Available records:
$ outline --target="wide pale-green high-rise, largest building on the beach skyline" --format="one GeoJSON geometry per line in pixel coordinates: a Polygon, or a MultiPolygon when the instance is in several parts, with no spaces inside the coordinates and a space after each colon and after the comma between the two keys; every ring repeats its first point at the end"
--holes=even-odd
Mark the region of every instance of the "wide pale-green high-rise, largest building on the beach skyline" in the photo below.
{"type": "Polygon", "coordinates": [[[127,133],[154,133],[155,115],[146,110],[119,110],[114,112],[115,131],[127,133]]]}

--

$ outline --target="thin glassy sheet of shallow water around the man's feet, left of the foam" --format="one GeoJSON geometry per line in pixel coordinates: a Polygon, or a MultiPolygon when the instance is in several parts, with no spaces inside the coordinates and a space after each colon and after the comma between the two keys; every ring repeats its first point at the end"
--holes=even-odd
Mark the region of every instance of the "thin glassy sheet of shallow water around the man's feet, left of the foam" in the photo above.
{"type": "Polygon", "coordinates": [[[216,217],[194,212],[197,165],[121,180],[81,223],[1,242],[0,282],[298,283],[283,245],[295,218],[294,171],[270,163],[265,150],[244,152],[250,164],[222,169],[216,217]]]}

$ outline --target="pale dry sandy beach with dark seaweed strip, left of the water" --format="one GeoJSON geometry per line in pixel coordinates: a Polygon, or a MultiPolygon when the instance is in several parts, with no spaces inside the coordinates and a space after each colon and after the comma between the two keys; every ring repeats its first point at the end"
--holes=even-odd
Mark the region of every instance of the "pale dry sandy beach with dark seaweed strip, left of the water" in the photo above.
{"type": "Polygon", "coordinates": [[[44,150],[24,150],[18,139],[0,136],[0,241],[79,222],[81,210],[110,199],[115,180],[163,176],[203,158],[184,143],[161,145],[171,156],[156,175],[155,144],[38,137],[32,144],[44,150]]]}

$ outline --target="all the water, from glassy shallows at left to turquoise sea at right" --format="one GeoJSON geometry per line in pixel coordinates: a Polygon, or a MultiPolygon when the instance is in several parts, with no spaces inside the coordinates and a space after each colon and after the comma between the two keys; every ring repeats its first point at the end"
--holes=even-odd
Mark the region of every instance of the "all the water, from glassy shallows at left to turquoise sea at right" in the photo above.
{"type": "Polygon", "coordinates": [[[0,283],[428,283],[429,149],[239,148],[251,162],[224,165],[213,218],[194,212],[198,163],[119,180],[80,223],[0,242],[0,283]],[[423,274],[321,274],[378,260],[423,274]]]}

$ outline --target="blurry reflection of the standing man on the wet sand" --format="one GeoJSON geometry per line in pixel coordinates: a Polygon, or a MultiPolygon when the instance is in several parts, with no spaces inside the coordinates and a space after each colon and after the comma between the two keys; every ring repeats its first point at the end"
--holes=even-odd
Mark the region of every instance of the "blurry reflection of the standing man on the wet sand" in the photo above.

Exercise aim: Number of lines containing the word "reflection" in the listing: state it, and add no other text.

Solution to this task: 2